Work to complete:
• A. List the features that the article about the Miracle League says its special baseball diamond lacks.
• B. In the article about the Miracle League, rewrite the passage from "But now Salt" up to and including "a recreation therapist.", changing "Saturdays" to "Sundays".
• C. Write what follows the last sentence of the article about the Miracle League.

[Excerpt — start]

Miracle League gives disabled kids a chance to be part of a sports team

WEST JORDAN, UT -- 15-year-old Jacob Hansen was born with Cerebral Palsy and Cystic Fibrosis.

Like many other kids with special needs, he's been told what he can't do more often than what he can.

But now Salt Lake County's Miracle League is giving kids like Jacob a chance to be a part of a team with other teammates just like them.

A special baseball diamond was built in West Jordan, Utah. It doesn't have any grass, dirt, or elevated bases making it accessible for the special players in the Miracle League to play ball.

"Whether it's cerebral palsy, spina bifida, they're an amputee, they have autism, whatever their special need is that doesn't allow them to play baseball on a traditional team–they can come Saturdays in the fall and in the spring and play baseball just like any other kid," said Laura Lewis, a recreation therapist.

[Excerpt — finish]
[Provided records — start]

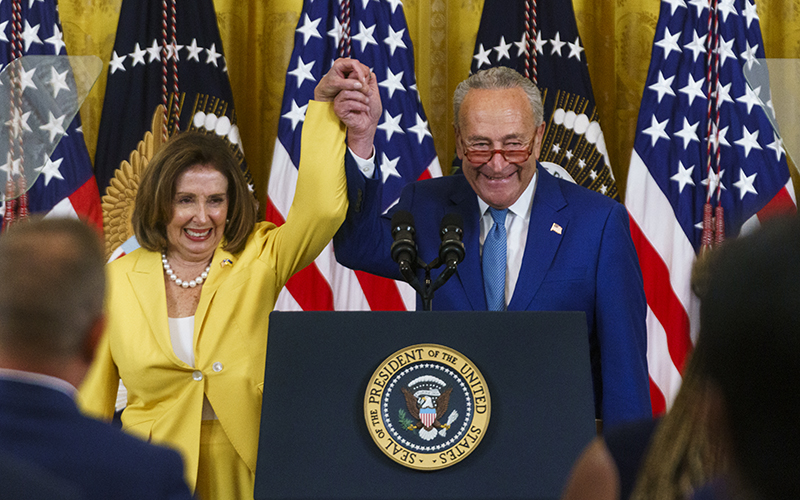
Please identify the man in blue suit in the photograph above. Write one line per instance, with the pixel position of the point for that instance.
(565, 248)
(51, 317)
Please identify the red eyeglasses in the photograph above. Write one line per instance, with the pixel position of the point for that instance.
(513, 154)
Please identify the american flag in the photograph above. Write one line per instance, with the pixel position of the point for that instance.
(539, 38)
(374, 33)
(65, 185)
(703, 135)
(136, 76)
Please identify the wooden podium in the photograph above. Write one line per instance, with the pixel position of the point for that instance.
(315, 442)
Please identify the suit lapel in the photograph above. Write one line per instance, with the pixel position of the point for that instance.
(223, 266)
(547, 225)
(465, 202)
(147, 281)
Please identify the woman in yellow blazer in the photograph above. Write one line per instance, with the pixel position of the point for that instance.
(188, 312)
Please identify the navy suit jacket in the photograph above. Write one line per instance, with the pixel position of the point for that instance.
(578, 257)
(43, 427)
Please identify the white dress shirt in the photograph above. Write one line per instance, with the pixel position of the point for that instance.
(517, 222)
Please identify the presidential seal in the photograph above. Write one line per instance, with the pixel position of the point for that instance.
(427, 406)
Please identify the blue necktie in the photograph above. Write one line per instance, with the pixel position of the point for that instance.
(494, 262)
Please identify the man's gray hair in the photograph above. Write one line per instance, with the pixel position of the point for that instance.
(52, 286)
(499, 77)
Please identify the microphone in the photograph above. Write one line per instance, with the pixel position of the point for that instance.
(451, 250)
(404, 249)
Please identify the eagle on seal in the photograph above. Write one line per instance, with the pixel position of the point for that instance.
(426, 411)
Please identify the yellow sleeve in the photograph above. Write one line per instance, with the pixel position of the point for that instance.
(320, 201)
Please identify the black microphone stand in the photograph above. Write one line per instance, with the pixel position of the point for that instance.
(450, 254)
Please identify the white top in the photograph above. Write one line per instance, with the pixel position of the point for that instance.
(181, 332)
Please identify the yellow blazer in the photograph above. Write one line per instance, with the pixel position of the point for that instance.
(165, 395)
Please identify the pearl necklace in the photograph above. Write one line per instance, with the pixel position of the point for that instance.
(184, 284)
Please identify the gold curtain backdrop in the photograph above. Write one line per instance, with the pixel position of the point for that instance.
(258, 36)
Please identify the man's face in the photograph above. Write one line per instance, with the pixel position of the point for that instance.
(493, 120)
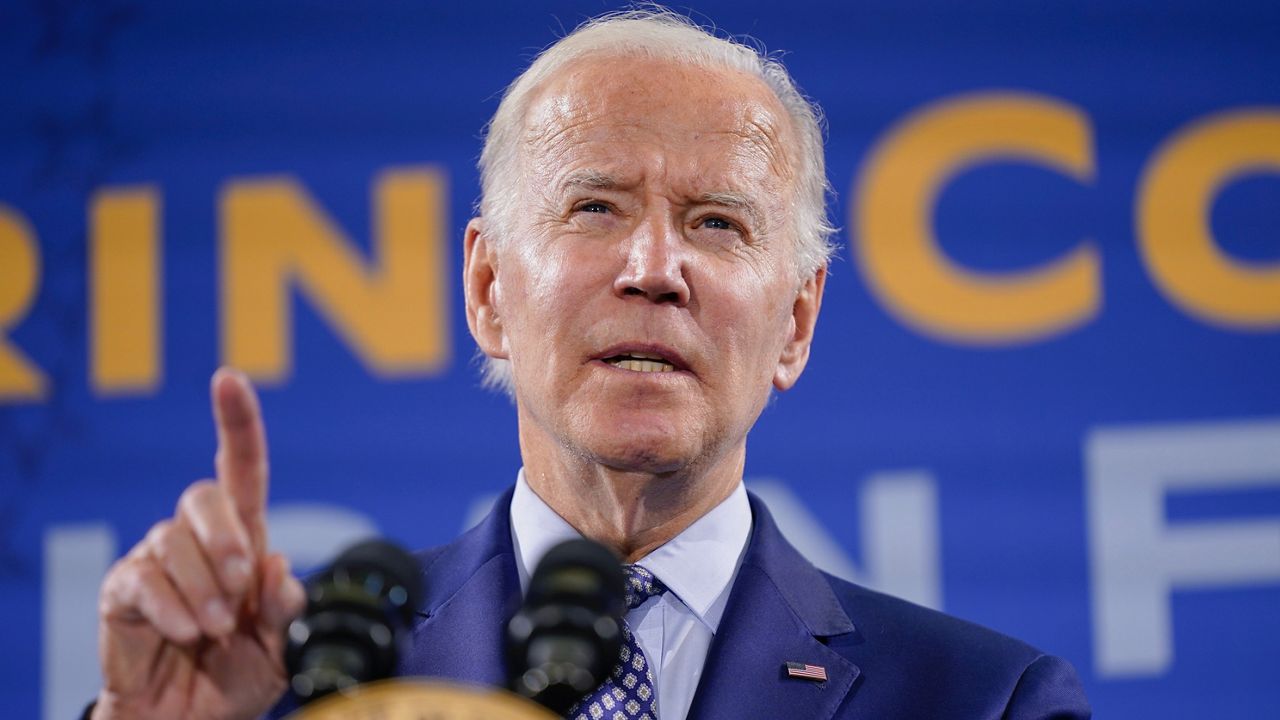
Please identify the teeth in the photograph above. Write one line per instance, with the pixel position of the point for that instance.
(641, 365)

[Provided records — finish]

Per-task outputs:
• A.
- grass
- dirt
- elevated bases

• B.
But now Salt Lake County's Miracle League is giving kids like Jacob a chance to be a part of a team with other teammates just like them.

A special baseball diamond was built in West Jordan, Utah. It doesn't have any grass, dirt, or elevated bases making it accessible for the special players in the Miracle League to play ball.

"Whether it's cerebral palsy, spina bifida, they're an amputee, they have autism, whatever their special need is that doesn't allow them to play baseball on a traditional team–they can come Sundays in the fall and in the spring and play baseball just like any other kid," said Laura Lewis, a recreation therapist.

• C.
Shriners Hospital contributed to the growing league. They donated and designed power chairs so that children who can't kick a soccer ball won't need to in order to play.

"So in power soccer every child regardless of their ability to maybe walk into the field or not gets placed in the same power chair with a modified special cage that have been built and designed by Shriners Hospital for them so not only can they be safe they use the cage instead of their feet to manipulate the ball around the field," Lewis said.